Source document ->
----------
Blood red lasers cut lines across a sea of sweat-soaked bodies that jack and undulate in a thick, humid haze. Front and centre, Adonis resident Hannah Holland tears into her 1:AM set with Fold’s feverish track ‘Bend Sinister’ while dancers climb and claw at the cage that surrounds the DJ booth. The room is at boiling point, but Adonis’s second birthday is just getting started.
A converted mechanic’s workshop in the depths of London’s down-at-heel Tottenham might seem like an unlikely birthplace for a queer underground clubbing renaissance, but from the moment Adonis kicked open the doors of The Cause in 2017, it was clear that something very special was bubbling. Unapologetically dark, debauched and banging, Adonis is breathing life into the new-gen underground club scene for a multitude of reasons. At a time where many London clubs feel either over-policed or strangely segregated and the soundtrack of queer dancefloors for so long has been industrial-scale cheese, what Adonis offers up is the antidote.
----------
Material supplied ->
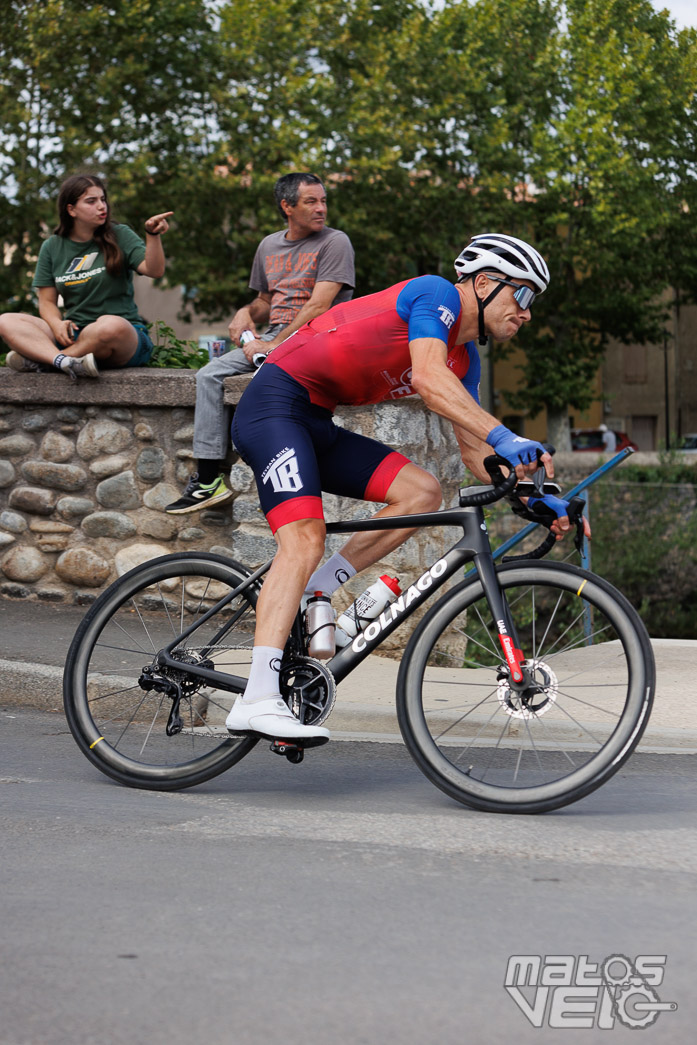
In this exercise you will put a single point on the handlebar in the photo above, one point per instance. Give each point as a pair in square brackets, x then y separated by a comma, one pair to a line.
[473, 497]
[504, 486]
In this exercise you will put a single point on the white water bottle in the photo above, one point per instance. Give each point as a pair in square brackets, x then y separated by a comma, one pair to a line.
[369, 605]
[321, 627]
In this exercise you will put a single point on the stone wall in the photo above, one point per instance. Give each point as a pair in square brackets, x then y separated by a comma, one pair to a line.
[87, 468]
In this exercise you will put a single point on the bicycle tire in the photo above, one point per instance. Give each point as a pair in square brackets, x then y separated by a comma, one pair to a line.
[490, 749]
[119, 724]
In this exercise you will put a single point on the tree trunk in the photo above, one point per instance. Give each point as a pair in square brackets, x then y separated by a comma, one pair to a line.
[558, 432]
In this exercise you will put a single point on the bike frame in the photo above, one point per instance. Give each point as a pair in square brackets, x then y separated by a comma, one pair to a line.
[472, 547]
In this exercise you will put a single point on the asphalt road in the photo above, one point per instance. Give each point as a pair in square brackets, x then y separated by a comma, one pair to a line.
[341, 901]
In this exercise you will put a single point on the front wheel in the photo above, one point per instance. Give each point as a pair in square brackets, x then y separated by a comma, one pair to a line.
[590, 687]
[142, 724]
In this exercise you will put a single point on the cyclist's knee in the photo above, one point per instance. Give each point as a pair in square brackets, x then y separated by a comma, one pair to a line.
[302, 542]
[416, 490]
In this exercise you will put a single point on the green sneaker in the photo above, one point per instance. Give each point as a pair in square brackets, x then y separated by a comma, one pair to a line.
[198, 495]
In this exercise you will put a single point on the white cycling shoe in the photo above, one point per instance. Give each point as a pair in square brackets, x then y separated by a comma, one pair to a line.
[273, 718]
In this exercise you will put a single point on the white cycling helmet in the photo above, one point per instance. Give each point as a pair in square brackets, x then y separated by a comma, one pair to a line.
[504, 254]
[493, 252]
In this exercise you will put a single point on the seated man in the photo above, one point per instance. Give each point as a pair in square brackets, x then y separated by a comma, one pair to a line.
[414, 338]
[299, 273]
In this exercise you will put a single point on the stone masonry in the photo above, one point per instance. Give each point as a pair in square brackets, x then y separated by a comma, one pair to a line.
[87, 468]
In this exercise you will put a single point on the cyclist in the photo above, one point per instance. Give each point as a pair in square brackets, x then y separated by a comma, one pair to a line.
[416, 337]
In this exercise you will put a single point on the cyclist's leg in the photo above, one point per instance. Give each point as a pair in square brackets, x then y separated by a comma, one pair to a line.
[361, 467]
[273, 428]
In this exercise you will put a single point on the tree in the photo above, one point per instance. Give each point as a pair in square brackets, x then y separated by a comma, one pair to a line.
[119, 88]
[609, 189]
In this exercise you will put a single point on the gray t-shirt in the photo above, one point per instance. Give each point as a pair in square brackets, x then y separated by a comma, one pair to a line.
[288, 270]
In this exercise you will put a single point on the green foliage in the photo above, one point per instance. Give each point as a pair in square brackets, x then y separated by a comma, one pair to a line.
[645, 542]
[570, 122]
[173, 353]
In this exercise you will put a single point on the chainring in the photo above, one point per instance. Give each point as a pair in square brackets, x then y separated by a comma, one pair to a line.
[308, 689]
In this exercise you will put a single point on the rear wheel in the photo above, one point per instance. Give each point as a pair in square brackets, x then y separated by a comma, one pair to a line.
[581, 715]
[150, 726]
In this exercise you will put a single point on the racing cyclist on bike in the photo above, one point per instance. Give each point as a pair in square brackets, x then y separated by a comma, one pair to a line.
[416, 337]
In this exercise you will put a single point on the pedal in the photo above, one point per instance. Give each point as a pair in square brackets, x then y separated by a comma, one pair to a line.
[293, 751]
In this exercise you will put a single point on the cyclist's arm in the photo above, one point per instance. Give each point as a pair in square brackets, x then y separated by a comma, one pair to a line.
[442, 392]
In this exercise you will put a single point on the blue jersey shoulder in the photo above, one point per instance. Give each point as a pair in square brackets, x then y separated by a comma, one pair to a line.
[430, 305]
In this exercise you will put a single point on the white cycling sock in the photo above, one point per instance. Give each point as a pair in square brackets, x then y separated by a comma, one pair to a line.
[329, 577]
[263, 674]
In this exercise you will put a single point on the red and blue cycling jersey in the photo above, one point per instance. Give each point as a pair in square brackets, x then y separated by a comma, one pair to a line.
[357, 352]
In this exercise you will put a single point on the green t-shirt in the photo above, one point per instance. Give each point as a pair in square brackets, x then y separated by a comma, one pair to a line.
[78, 273]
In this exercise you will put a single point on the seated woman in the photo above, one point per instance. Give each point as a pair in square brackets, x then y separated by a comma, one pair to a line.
[89, 261]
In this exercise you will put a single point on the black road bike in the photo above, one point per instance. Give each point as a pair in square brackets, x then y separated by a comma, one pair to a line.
[523, 689]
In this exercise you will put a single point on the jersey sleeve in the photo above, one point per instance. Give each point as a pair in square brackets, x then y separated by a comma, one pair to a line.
[44, 274]
[335, 263]
[430, 306]
[473, 376]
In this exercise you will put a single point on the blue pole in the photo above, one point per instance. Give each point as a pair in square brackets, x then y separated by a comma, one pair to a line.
[584, 484]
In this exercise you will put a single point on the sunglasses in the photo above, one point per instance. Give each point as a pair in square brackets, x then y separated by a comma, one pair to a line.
[524, 295]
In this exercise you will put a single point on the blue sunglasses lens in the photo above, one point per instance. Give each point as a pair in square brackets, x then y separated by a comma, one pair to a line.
[525, 297]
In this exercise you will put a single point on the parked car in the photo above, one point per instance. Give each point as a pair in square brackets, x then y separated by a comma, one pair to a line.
[591, 439]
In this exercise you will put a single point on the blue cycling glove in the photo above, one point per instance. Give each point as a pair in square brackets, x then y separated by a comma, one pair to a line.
[556, 505]
[514, 448]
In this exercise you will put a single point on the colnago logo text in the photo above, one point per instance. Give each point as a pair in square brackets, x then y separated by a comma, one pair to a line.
[396, 608]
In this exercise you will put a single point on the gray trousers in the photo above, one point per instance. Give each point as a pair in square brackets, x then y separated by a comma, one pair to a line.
[212, 418]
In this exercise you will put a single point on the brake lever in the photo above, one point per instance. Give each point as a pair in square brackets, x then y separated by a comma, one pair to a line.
[576, 506]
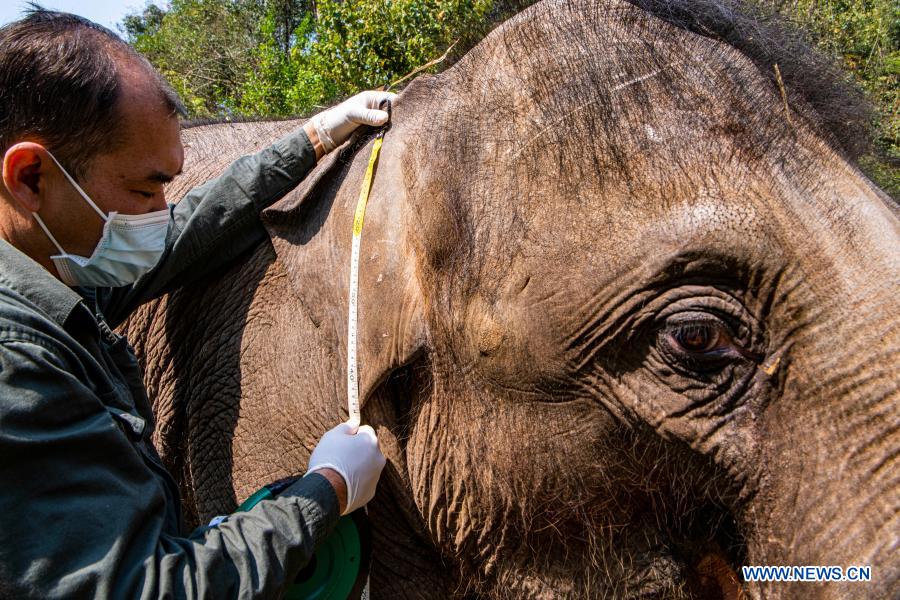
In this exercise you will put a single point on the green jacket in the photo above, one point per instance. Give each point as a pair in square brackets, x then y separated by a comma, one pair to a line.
[86, 508]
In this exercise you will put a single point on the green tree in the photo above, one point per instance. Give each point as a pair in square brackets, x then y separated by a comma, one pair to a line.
[865, 35]
[203, 47]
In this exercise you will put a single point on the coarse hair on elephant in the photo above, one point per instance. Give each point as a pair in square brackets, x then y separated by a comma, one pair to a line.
[628, 318]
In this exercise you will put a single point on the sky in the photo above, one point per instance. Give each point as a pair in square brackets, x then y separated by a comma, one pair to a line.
[108, 13]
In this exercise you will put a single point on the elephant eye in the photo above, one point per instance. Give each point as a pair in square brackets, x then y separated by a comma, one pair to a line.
[698, 337]
[699, 343]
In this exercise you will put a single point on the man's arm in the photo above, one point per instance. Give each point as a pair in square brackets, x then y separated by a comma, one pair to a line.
[217, 221]
[84, 513]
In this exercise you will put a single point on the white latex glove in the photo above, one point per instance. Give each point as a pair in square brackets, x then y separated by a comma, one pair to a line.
[355, 456]
[336, 124]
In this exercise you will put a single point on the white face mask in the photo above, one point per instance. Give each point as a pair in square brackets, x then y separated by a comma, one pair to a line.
[130, 246]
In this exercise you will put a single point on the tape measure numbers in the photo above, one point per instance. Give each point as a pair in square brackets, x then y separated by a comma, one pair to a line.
[353, 316]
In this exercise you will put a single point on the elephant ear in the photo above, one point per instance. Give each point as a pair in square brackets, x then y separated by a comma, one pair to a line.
[311, 232]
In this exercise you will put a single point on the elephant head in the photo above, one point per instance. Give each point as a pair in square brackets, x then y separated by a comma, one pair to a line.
[625, 323]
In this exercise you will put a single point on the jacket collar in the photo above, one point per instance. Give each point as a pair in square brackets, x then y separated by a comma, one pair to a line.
[35, 283]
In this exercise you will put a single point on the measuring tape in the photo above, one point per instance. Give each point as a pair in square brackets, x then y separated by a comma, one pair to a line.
[352, 316]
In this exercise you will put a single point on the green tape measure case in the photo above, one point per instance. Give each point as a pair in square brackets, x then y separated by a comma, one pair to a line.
[339, 568]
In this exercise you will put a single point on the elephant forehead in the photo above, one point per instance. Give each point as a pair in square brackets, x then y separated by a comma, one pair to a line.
[566, 264]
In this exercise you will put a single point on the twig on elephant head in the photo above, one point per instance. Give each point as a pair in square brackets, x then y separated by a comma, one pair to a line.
[425, 66]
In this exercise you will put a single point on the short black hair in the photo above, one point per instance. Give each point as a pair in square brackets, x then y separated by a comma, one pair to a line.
[59, 85]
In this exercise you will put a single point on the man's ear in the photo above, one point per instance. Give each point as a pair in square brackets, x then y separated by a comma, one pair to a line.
[24, 166]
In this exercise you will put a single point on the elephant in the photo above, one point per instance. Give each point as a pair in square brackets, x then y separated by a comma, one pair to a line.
[625, 318]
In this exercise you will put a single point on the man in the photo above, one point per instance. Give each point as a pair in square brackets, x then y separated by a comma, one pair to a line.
[89, 135]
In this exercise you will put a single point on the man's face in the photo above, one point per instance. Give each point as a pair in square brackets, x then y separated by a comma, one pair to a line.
[128, 178]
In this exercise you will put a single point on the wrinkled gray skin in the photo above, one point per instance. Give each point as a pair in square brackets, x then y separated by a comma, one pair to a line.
[624, 328]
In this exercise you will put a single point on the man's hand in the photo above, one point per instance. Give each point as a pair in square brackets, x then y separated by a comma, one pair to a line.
[333, 126]
[355, 456]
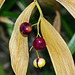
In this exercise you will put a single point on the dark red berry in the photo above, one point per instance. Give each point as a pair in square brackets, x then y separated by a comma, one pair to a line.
[25, 28]
[39, 43]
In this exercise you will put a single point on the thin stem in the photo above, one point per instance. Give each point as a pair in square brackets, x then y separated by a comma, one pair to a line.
[38, 29]
[38, 6]
[34, 24]
[37, 53]
[31, 48]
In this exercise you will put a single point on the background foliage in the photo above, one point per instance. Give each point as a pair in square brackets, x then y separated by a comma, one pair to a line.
[11, 9]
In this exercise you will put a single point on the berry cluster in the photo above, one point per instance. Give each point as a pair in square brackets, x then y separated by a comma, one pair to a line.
[38, 44]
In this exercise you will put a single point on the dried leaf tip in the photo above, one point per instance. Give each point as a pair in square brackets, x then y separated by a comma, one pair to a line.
[18, 44]
[69, 5]
[1, 3]
[59, 52]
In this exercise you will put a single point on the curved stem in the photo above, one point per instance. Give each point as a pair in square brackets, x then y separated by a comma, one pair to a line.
[38, 6]
[37, 53]
[31, 48]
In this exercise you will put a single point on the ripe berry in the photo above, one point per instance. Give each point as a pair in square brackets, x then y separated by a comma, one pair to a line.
[39, 43]
[25, 28]
[39, 62]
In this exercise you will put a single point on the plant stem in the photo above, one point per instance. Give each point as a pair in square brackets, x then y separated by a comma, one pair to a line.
[31, 48]
[37, 53]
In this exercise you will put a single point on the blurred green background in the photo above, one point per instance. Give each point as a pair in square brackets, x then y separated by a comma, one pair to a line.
[11, 10]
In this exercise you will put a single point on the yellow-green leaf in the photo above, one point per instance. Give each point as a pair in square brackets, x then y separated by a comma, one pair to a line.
[59, 52]
[57, 22]
[1, 3]
[18, 44]
[6, 20]
[69, 5]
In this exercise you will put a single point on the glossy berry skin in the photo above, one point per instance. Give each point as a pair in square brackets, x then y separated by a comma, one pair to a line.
[39, 43]
[39, 62]
[25, 28]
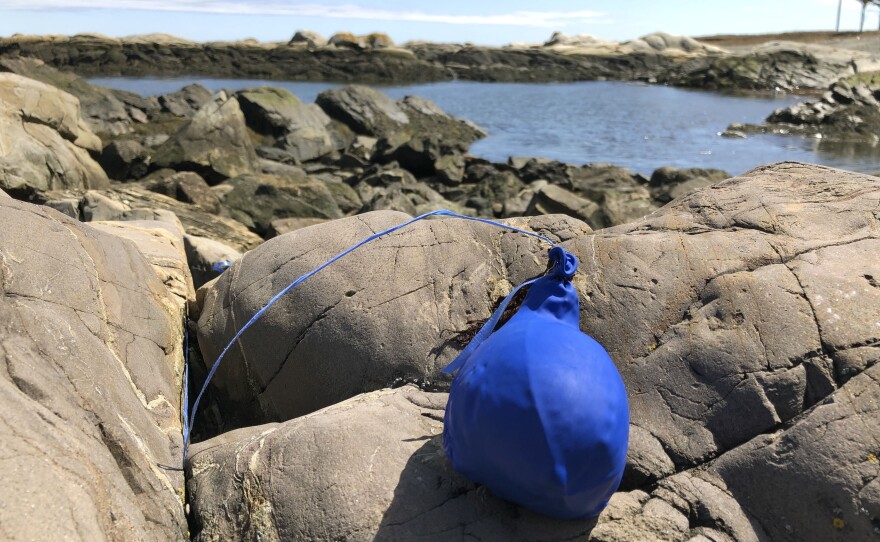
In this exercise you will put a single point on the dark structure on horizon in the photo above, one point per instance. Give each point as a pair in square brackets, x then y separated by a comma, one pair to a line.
[865, 4]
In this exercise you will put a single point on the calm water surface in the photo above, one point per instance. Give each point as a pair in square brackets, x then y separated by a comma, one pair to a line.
[638, 126]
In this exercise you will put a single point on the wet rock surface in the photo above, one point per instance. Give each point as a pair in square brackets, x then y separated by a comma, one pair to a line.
[44, 142]
[742, 316]
[744, 328]
[848, 112]
[214, 143]
[91, 385]
[406, 296]
[374, 58]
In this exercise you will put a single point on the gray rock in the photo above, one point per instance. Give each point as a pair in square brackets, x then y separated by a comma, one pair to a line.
[301, 130]
[125, 159]
[347, 40]
[215, 143]
[668, 183]
[287, 225]
[377, 471]
[90, 391]
[186, 101]
[552, 199]
[44, 143]
[106, 111]
[779, 65]
[729, 311]
[187, 187]
[202, 253]
[397, 190]
[95, 206]
[364, 110]
[162, 245]
[312, 39]
[257, 200]
[438, 277]
[846, 113]
[131, 202]
[743, 320]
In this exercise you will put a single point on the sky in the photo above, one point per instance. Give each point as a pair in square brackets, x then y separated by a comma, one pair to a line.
[487, 22]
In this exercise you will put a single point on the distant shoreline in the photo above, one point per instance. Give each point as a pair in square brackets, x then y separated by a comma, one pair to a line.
[804, 62]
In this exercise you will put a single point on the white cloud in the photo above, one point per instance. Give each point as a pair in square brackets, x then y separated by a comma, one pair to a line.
[541, 19]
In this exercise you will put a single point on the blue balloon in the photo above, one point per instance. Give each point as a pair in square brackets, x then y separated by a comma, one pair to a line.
[538, 412]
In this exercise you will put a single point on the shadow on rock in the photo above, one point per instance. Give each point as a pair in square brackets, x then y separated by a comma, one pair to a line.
[433, 503]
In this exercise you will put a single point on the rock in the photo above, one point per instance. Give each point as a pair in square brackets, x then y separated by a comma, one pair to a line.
[668, 183]
[187, 187]
[489, 185]
[621, 195]
[742, 317]
[552, 199]
[347, 40]
[214, 143]
[439, 276]
[104, 110]
[663, 42]
[685, 330]
[95, 206]
[125, 159]
[847, 113]
[186, 101]
[378, 40]
[364, 110]
[413, 132]
[257, 200]
[90, 391]
[825, 459]
[131, 202]
[397, 190]
[202, 253]
[782, 65]
[312, 39]
[301, 130]
[44, 143]
[287, 225]
[162, 245]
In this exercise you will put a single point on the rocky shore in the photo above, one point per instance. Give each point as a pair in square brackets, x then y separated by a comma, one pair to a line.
[743, 314]
[848, 112]
[658, 57]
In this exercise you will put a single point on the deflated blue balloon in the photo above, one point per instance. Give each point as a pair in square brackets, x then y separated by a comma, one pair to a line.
[538, 412]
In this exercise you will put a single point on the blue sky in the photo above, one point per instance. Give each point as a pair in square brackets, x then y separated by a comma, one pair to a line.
[491, 22]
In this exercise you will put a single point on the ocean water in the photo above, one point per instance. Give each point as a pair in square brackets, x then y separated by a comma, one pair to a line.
[638, 126]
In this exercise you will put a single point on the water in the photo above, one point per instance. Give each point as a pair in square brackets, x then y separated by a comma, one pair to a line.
[638, 126]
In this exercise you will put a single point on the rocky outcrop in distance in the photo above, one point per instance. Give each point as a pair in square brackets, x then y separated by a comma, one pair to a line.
[657, 57]
[849, 112]
[742, 314]
[742, 318]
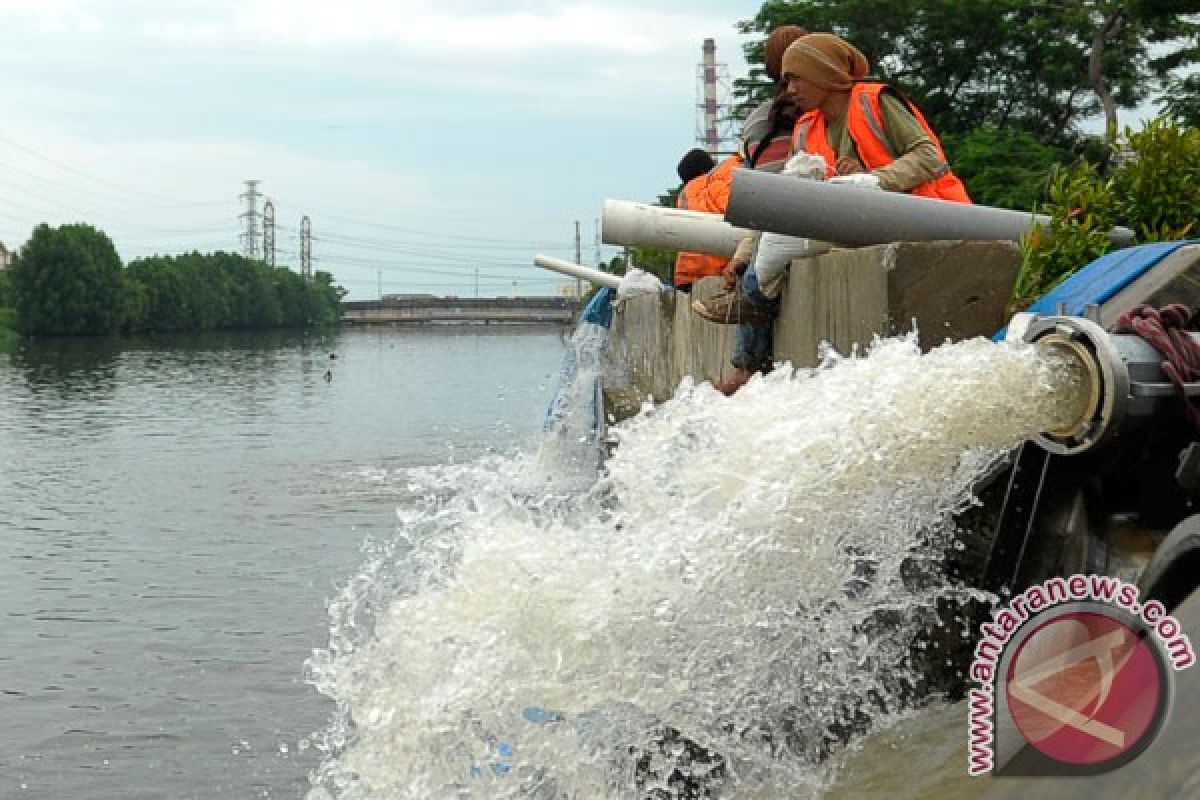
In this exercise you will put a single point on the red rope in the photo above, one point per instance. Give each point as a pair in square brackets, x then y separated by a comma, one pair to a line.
[1164, 329]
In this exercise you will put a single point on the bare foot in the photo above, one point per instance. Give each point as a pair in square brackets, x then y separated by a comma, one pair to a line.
[735, 382]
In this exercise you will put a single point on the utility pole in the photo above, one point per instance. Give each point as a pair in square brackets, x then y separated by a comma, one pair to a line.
[306, 248]
[269, 233]
[579, 259]
[250, 235]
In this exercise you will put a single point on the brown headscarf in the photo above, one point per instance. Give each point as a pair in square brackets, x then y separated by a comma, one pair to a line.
[825, 60]
[778, 42]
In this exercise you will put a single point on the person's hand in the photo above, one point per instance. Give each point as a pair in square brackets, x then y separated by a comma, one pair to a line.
[849, 166]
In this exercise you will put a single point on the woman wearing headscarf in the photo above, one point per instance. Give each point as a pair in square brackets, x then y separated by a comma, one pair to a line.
[856, 126]
[861, 125]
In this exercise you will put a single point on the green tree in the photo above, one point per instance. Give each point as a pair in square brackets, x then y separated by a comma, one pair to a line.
[1039, 66]
[1156, 192]
[198, 292]
[1007, 169]
[5, 289]
[1182, 101]
[69, 281]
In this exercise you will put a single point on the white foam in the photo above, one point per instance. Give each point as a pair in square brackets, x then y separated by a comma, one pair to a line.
[735, 573]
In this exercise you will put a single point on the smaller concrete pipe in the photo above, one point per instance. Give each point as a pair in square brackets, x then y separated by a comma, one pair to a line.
[856, 216]
[636, 224]
[577, 271]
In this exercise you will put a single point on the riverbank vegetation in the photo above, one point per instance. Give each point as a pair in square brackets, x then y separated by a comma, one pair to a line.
[1015, 90]
[1155, 190]
[70, 281]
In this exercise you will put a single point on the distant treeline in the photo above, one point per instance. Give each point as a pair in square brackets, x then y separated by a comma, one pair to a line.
[70, 281]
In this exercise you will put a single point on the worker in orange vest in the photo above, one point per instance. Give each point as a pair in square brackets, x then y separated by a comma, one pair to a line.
[857, 126]
[861, 126]
[706, 188]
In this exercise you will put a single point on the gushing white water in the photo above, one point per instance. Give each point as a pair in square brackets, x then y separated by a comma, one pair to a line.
[741, 576]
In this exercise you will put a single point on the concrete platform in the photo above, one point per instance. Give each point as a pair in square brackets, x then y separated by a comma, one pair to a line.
[952, 289]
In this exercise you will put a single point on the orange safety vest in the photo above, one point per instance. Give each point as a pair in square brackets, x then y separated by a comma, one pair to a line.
[864, 122]
[708, 193]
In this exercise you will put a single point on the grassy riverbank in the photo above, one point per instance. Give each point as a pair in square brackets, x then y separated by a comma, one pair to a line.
[7, 324]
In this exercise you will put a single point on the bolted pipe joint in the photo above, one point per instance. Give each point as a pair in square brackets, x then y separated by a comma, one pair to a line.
[1121, 379]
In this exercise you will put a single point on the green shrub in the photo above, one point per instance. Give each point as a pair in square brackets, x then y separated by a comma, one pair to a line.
[1156, 192]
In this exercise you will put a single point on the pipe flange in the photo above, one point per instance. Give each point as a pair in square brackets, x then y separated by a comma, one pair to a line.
[1105, 372]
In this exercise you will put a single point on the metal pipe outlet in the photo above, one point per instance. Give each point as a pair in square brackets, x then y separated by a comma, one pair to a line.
[855, 216]
[636, 224]
[1122, 379]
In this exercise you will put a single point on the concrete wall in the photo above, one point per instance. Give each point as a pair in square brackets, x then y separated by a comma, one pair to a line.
[953, 289]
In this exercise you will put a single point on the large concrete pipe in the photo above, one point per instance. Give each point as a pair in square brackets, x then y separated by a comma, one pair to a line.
[636, 224]
[577, 271]
[856, 216]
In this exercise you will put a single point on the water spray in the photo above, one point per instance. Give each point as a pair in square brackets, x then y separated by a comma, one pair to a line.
[1122, 383]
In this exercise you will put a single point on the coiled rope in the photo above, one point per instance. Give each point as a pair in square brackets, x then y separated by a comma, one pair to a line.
[1165, 330]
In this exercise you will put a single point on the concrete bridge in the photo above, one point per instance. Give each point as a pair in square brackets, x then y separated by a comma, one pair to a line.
----------
Given exercise A ->
According to the Adonis article, why is what Adonis offers the antidote? Answer in one to three sentences.
Given exercise B ->
Reproduce everything in the Adonis article from "Blood red lasers" down to "just getting started.".
Given exercise C ->
Write the next part of the Adonis article, picking up after its final sentence.
The items have no connection to the Adonis article.

Response A ->
Many London clubs feel either over-policed or strangely segregated. For a long time, queer dancefloors have had industrial-scale cheese as their soundtrack. Adonis offers a remedy to both.

Response B ->
Blood red lasers cut lines across a sea of sweat-soaked bodies that jack and undulate in a thick, humid haze. Front and centre, Adonis resident Hannah Holland tears into her 1:AM set with Fold’s feverish track ‘Bend Sinister’ while dancers climb and claw at the cage that surrounds the DJ booth. The room is at boiling point, but Adonis’s second birthday is just getting started.

Response C ->
With a pummeling and progressive sonic aesthetic fuelled by DJ and creator Shay Malt, past events have included under-the-radar sets from lauded selectors Daniel Avery and Saoirse as well as Berghain/Panorama Bar veterans Roi Perez and Tama Sumo. Combine that with Gideön (NYC Downlow, Block9 founder and DJ), who also acts as co-curator and Adonis’s in-house queer music pioneer, and it’s no surprise it’s getting so much hype.
Shay puts inclusivity and a desire to throw unpretentious off-grid parties at the forefront. “I’ve been to clubs where you feel on edge before you’ve even got in; I wasn’t going to let that happen at Adonis,” he explains. “Adonis is a queer, in-your-face party. People don’t come to be seen. They come to live their best lives and dance like they don’t give a fuck.”
The Cause and adjoining space Grow are united by a sexually charged, lawless hedonism. Physics teachers bump hips with off-duty drag queens and models straight from Fashion Week, while sweat-drenched bodies writhe from the toilet cubicles to the heaving dancefloors. In the smoking area art students in shopping carts and a topless woman dressed only in fishnets mingle with muscle-bound bears en route to the notorious dark room. Harnessed bodies and hunks in leather chaps and cowboy hats pass poppers beneath dangling foliage in a glassed conservatory like a homoerotic Eden.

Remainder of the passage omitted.